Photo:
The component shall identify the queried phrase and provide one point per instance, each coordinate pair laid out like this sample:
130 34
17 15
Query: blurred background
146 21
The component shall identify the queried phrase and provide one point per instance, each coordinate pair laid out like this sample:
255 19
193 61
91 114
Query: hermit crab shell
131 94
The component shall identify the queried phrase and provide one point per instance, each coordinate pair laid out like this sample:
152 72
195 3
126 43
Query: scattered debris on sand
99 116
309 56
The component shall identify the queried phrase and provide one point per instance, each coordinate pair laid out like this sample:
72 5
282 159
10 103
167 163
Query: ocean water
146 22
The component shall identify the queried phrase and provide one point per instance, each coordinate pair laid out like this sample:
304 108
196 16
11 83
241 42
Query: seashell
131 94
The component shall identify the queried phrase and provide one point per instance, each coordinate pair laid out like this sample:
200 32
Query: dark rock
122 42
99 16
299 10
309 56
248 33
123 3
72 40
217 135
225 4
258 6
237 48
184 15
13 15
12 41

* * *

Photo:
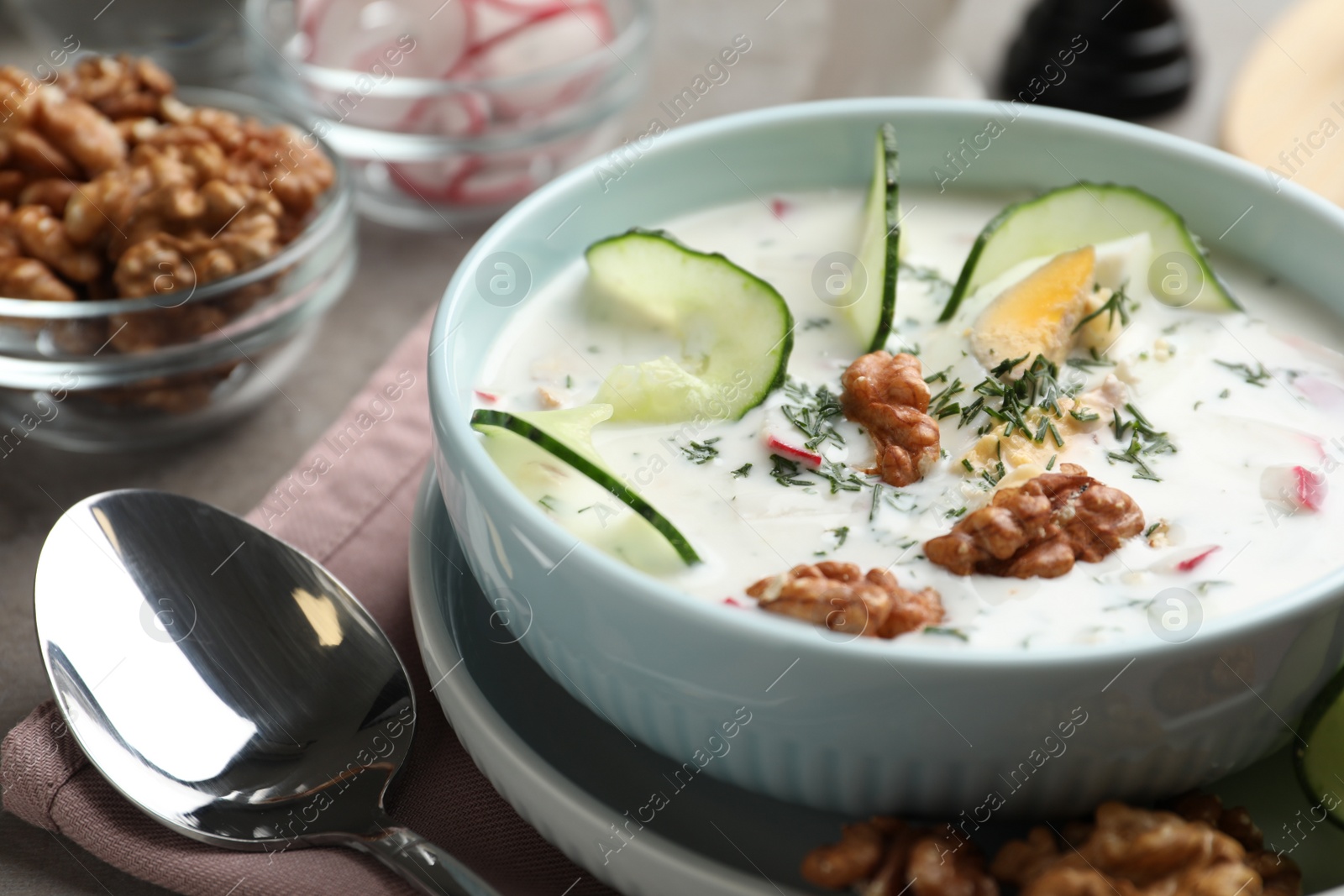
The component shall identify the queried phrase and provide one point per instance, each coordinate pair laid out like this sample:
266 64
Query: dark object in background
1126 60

* **Short problem**
Find every line in the material that contains the string "background" and copy each one out in full. Match case exactly.

* **Complete response**
Query: blurred background
Query: dark object in background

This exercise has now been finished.